┌─ STORED DATA

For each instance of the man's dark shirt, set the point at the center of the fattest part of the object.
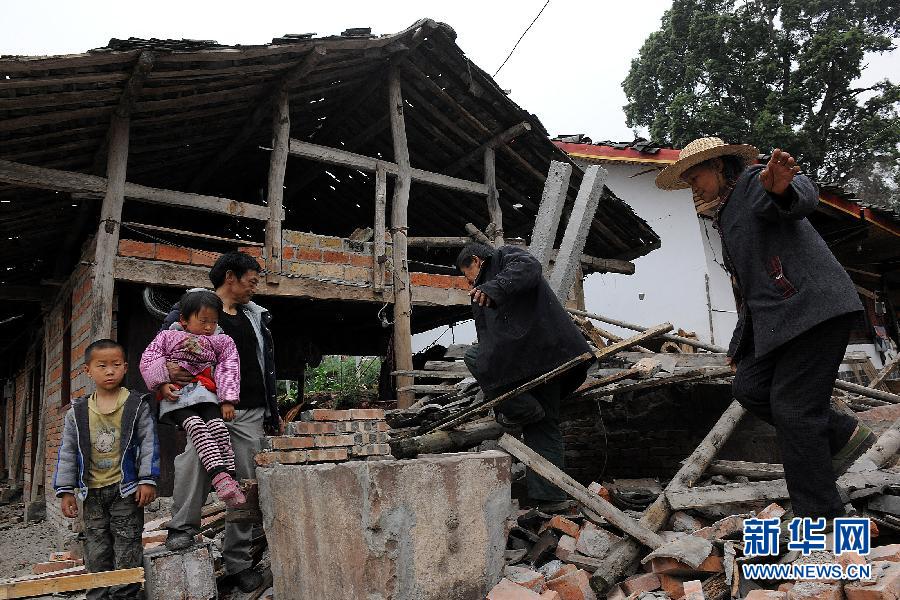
(253, 394)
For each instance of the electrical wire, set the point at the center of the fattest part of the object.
(520, 38)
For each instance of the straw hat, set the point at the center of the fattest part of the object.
(695, 153)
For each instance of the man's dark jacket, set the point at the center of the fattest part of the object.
(525, 332)
(788, 279)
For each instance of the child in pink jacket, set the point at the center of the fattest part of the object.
(212, 358)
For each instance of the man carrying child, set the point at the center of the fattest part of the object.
(109, 459)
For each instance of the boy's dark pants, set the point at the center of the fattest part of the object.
(539, 410)
(790, 388)
(112, 530)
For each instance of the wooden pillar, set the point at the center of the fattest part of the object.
(400, 230)
(379, 242)
(108, 232)
(281, 135)
(493, 196)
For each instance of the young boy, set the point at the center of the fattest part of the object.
(109, 458)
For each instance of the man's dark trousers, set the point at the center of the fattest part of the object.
(790, 388)
(539, 410)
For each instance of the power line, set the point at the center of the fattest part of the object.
(521, 36)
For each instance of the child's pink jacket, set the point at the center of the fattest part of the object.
(195, 353)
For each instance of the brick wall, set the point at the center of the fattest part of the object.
(318, 256)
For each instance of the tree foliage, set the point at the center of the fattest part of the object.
(774, 73)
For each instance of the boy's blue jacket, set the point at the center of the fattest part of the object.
(140, 448)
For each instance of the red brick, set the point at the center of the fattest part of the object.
(290, 443)
(647, 582)
(331, 441)
(329, 455)
(573, 586)
(338, 258)
(527, 578)
(891, 553)
(173, 254)
(564, 525)
(325, 414)
(137, 249)
(367, 414)
(812, 590)
(309, 254)
(693, 590)
(885, 587)
(204, 259)
(361, 260)
(54, 565)
(670, 566)
(507, 590)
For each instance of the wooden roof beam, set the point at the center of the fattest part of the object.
(263, 108)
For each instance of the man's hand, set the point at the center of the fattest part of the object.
(779, 173)
(177, 374)
(479, 297)
(69, 505)
(169, 392)
(227, 411)
(145, 495)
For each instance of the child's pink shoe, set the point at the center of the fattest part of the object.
(228, 490)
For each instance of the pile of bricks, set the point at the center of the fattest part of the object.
(324, 435)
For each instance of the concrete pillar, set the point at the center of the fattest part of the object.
(425, 529)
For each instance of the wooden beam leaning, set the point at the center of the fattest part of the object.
(495, 212)
(252, 124)
(399, 231)
(281, 135)
(107, 240)
(72, 181)
(343, 158)
(594, 502)
(626, 552)
(379, 246)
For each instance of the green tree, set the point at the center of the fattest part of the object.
(773, 73)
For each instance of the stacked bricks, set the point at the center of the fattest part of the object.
(325, 435)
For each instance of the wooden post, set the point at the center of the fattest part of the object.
(108, 233)
(281, 135)
(399, 231)
(493, 196)
(380, 257)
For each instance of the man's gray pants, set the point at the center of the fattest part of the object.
(193, 483)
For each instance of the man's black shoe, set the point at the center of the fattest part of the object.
(179, 540)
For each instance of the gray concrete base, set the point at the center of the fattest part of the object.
(425, 529)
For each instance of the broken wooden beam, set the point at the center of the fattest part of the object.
(591, 501)
(623, 554)
(70, 583)
(451, 422)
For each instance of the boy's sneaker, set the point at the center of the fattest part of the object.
(228, 490)
(179, 540)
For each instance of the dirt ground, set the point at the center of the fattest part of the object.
(23, 544)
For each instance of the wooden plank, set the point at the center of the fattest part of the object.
(281, 135)
(712, 495)
(352, 160)
(71, 583)
(466, 415)
(591, 501)
(107, 239)
(399, 231)
(379, 246)
(495, 212)
(71, 181)
(625, 553)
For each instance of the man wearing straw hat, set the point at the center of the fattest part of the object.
(796, 308)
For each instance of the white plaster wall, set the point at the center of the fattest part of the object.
(671, 279)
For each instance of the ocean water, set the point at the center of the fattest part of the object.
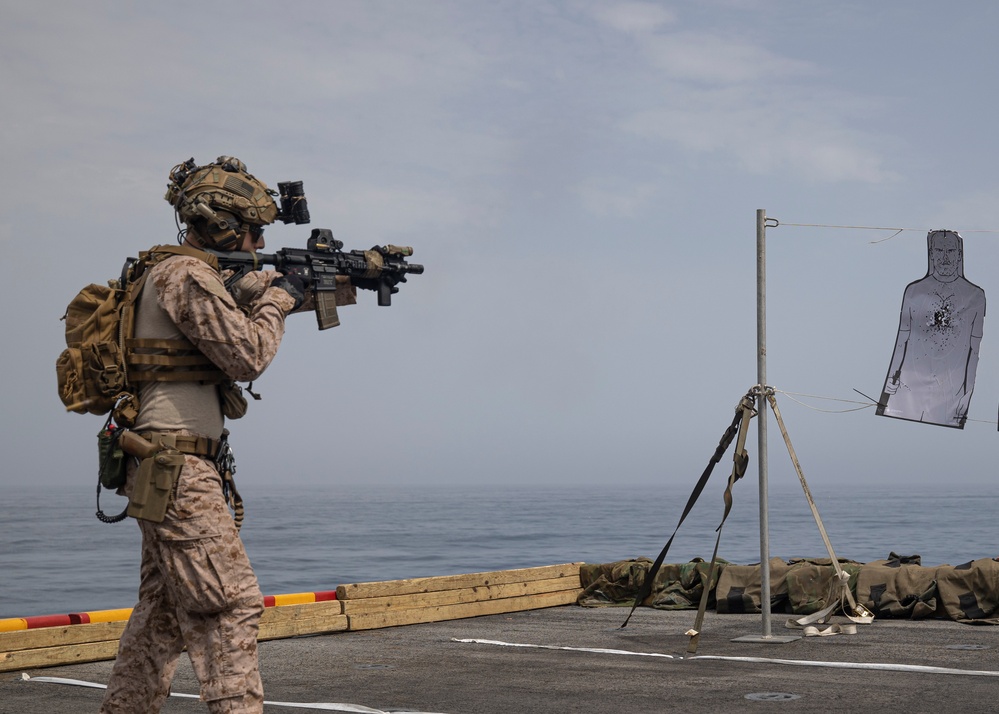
(56, 557)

└─

- _WHAT TO PRODUCE_
Copy the records word for word, leaving no picture in the copy.

- _PROBLEM SOLUTION_
For each instance of the man's dark shirt, set the point at the center of the fattest part of the object.
(253, 394)
For each instance of the electrical wire, set the point at the center of the fattest part of the object.
(520, 38)
For each instance of the straw hat, set the point at the center of the fattest part of the object.
(695, 153)
For each instance of the man's dark jacket, set the point at the center of the fattest part of the object.
(525, 332)
(788, 279)
For each instance of the child in pink jacket, set the point at the center of the fattest part of the object.
(212, 358)
For each instance of the man carrying child, set the point at the center of the fattest part of the object.
(109, 459)
For each instance of the boy's dark pants, set the point at the center of the fattest part of the object.
(539, 410)
(790, 388)
(112, 530)
For each instance of the wooden pillar, set the point at the center of the fattest part of the object.
(400, 230)
(379, 242)
(108, 232)
(281, 135)
(493, 196)
For each instance of the young boy, set the point at the center of the fattest part of the object.
(109, 458)
For each instance of the man's dark trousers, set the point at the center of the fattest part of the object.
(790, 388)
(539, 410)
For each instance of the power line, set the point at the center of the fattest part of the object.
(521, 36)
For each instance of the child's pink jacket, set the point at the center of the fattest part of the object.
(195, 353)
For each instance of the brick wall, set the point at the center of the fattest part of the object.
(318, 256)
For each instance of the tree foliage, set the point at the center of the fattest part of the object.
(774, 73)
For each instance of the boy's blue jacket, set the point at the center of the fattest part of the object.
(140, 448)
For each instance of the red brick, set the point at the center of the fattest part of the object.
(290, 443)
(647, 582)
(331, 441)
(329, 455)
(573, 586)
(338, 258)
(527, 578)
(891, 553)
(173, 254)
(564, 525)
(325, 414)
(137, 249)
(367, 414)
(812, 590)
(309, 254)
(693, 590)
(885, 587)
(204, 259)
(361, 260)
(54, 565)
(670, 566)
(507, 590)
For each instance of the wooden roof beam, set the point at the center of the fattest part of the object.
(263, 108)
For each instance of the man's hand, set the point at the center of the fattest part of the object.
(779, 173)
(177, 374)
(479, 297)
(69, 505)
(169, 392)
(227, 411)
(145, 495)
For each instance of the child's pink shoe, set the point at the center of the fattest part of the object.
(228, 490)
For each instance of the pile of bricks, set the point at the center of the fattest part of the object.
(324, 435)
For each instance of the concrete pillar, set the point at the center of the fattest part of the object.
(425, 529)
For each instance of the wooden beam leaning, set the point at the center of the fattest part of the object.
(495, 212)
(252, 124)
(399, 231)
(281, 135)
(107, 240)
(72, 181)
(343, 158)
(594, 502)
(626, 552)
(379, 246)
For each instance of the green tree, set the point at the center of the fattest part of the object.
(773, 73)
For each instance of the stacked bricks, set the point at the center of the fattest part of the object.
(325, 435)
For each instance of the wooden post, set the point at the center of the fattest part of the object.
(108, 233)
(281, 135)
(399, 231)
(493, 196)
(380, 257)
For each instance of the man's gray pants, set the point at the center of the fattest part of the object.
(193, 483)
For each instance of the man's black shoe, set the point at the center of the fattest part of the object.
(179, 540)
For each instance of the gray concrete base, set the point at the center of the fattest part of the object.
(425, 529)
For each instance of the broken wooden beam, set the point at the center of the fattest part of the object.
(591, 501)
(623, 554)
(70, 583)
(451, 422)
For each instance of the boy's sneaker, set the point at the center of the fattest part of the object.
(228, 490)
(179, 540)
For each instance of the dirt ground, set the point at the center of the fattest part of the object.
(23, 544)
For each instance of the wooden plank, set the point at the center of the fattest part of the object.
(281, 135)
(712, 495)
(352, 160)
(71, 583)
(466, 415)
(591, 501)
(107, 239)
(399, 231)
(379, 246)
(495, 212)
(71, 181)
(625, 553)
For each instance of the man wearing straw hat, set the point at the center of the fattest part of the object.
(796, 308)
For each instance of the white plaster wall, set the point at the center of the fattest part of the object.
(671, 279)
For each instance of the ocean water, set the point at the center of the fattest part of the object.
(56, 557)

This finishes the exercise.